Image point grounding data:
*** Block opens ***
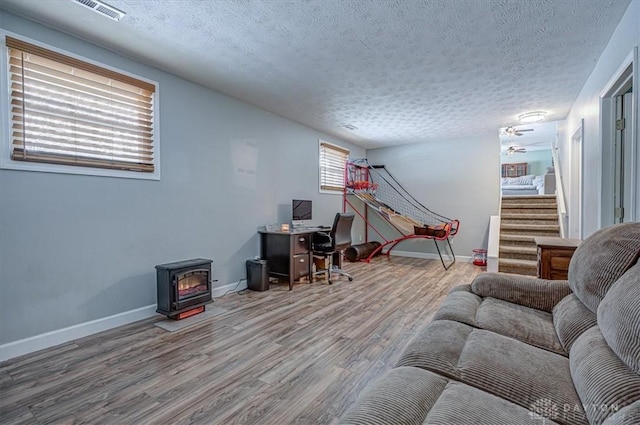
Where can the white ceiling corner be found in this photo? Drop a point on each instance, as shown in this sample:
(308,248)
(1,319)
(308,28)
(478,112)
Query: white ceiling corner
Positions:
(400,71)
*** Block closes ***
◆ Problem to work on: Transcribe each entry exactly, pictures excluded.

◆ Result for this exercise:
Where can the white ceiling corner be found in this photo? Drop a point on each instance, as shown in this sample:
(308,248)
(1,319)
(308,28)
(478,112)
Query: white ceiling corner
Positions:
(400,71)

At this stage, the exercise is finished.